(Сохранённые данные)
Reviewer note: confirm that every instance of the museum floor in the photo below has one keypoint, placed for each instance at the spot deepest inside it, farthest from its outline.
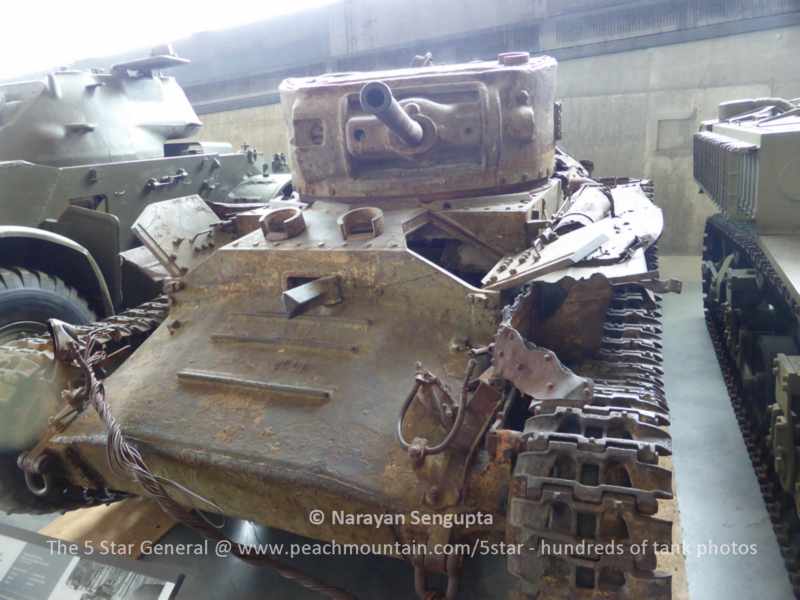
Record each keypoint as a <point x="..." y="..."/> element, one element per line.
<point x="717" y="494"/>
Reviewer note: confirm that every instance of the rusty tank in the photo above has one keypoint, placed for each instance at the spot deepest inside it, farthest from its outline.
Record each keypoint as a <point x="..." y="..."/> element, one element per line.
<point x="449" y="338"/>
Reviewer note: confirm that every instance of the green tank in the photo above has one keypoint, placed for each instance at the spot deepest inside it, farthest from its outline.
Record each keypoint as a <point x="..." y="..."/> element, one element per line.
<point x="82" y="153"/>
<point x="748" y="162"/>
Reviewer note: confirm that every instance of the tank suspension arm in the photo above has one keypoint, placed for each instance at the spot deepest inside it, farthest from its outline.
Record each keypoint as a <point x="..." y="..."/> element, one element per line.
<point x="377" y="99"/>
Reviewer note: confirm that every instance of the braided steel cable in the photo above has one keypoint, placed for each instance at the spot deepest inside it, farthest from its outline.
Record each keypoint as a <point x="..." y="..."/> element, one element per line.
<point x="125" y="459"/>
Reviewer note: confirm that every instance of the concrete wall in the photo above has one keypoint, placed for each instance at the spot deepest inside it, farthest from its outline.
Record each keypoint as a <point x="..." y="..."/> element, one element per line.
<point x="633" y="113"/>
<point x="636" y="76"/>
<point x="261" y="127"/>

▶ [Письменное задание] Пожалуйста, перепишите все данные выше в виде JSON-списка строк, где каждой строке соответствует один элемент, а пустые строки пропущены. Изображения в ответ не включайте.

▶ [Ответ]
[
  "Reviewer note: confirm that every instance of the museum floor in the photo below has one keypoint, placed for each instance at the spot deepest inside it, farthest from its outline.",
  "Record each keypoint as a <point x=\"...\" y=\"...\"/> element, one element per line.",
  "<point x=\"717\" y=\"494\"/>",
  "Reviewer note: confirm that every instance of the rusty tank in the photo above has one keypoint, placed for each instance at the spot deepest inside it, farthest from its outline.",
  "Record each keypoint as a <point x=\"...\" y=\"...\"/> element, one element per line.",
  "<point x=\"449\" y=\"338\"/>",
  "Reviewer note: confirm that every instance of the green tank in the photo above has one keypoint, placed for each instance at the spot deepest inside it, farthest from its outline.",
  "Record each keypoint as a <point x=\"...\" y=\"...\"/> element, one element per line.",
  "<point x=\"82\" y=\"153\"/>",
  "<point x=\"748\" y=\"162\"/>",
  "Reviewer note: confirm that every instance of the tank suspension arm in the photo above has one keypoint, placed for each instance at the spot deepest inside it, farthest from its outline.",
  "Record each keypoint as a <point x=\"...\" y=\"...\"/> element, one element per line.",
  "<point x=\"377\" y=\"99\"/>",
  "Reviewer note: confirm that every instance of the braided steel cable in the photo above has one keypoint, placed for each instance at the spot deepest inside it, farthest from its outline.",
  "Record each keypoint as a <point x=\"...\" y=\"...\"/> element, one element per line.",
  "<point x=\"125\" y=\"459\"/>",
  "Reviewer note: confirm that every instance of the concrete wall in the photo above has one keypoint, placed for each instance at the spot deepest inside it, farthest from its outline.",
  "Record each keypoint as a <point x=\"...\" y=\"...\"/> element, one element per line.",
  "<point x=\"633\" y=\"113\"/>",
  "<point x=\"636\" y=\"76\"/>",
  "<point x=\"261\" y=\"127\"/>"
]